## Task details
Display all lines from the entries below that contain the string "every", copying each line in full.
-----
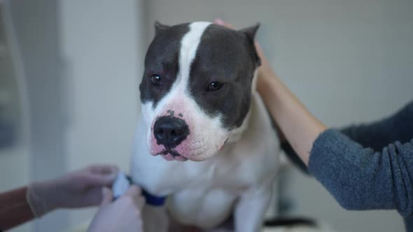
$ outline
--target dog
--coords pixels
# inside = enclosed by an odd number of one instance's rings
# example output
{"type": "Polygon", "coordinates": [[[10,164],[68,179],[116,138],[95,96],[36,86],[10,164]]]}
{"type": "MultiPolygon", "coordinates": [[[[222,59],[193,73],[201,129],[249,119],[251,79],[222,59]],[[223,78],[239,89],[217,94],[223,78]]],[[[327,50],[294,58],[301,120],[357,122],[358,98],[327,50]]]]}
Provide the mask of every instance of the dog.
{"type": "Polygon", "coordinates": [[[172,220],[214,230],[230,218],[235,231],[260,231],[279,143],[255,90],[259,24],[155,27],[130,172],[146,196],[145,231],[172,220]]]}

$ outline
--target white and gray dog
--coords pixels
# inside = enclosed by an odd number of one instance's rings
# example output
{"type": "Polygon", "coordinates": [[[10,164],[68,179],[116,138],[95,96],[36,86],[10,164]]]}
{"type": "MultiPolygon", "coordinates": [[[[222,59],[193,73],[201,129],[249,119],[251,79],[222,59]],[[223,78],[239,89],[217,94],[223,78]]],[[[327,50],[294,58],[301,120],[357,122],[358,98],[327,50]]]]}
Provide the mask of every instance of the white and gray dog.
{"type": "Polygon", "coordinates": [[[261,229],[279,147],[255,89],[258,28],[155,24],[131,166],[148,203],[146,232],[166,231],[168,217],[204,230],[231,217],[236,231],[261,229]]]}

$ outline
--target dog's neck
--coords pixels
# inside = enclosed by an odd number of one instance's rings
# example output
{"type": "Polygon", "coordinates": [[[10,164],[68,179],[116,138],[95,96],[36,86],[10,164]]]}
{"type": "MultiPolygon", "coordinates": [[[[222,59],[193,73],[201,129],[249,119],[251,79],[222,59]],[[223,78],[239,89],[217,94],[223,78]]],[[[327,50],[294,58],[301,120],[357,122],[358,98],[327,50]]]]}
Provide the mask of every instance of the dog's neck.
{"type": "MultiPolygon", "coordinates": [[[[256,94],[256,91],[257,91],[257,79],[258,79],[258,68],[255,69],[255,71],[254,72],[254,76],[253,78],[253,80],[252,80],[252,83],[251,83],[251,94],[252,101],[253,101],[254,94],[256,94]]],[[[252,101],[251,101],[251,103],[252,103],[252,101]]],[[[230,137],[228,138],[228,140],[227,142],[227,143],[234,143],[234,142],[237,142],[237,141],[239,140],[239,139],[241,139],[241,138],[244,135],[244,133],[245,132],[245,131],[248,128],[248,126],[249,125],[249,121],[251,119],[251,103],[250,103],[249,110],[248,110],[248,113],[246,114],[246,116],[245,116],[245,119],[244,119],[242,124],[241,124],[241,126],[236,128],[231,131],[231,135],[230,135],[230,137]]]]}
-----
## Answer below
Provide the mask of every instance of the dog.
Provide the mask of every instance of the white and gray dog.
Provide the mask of every instance of the dog's neck.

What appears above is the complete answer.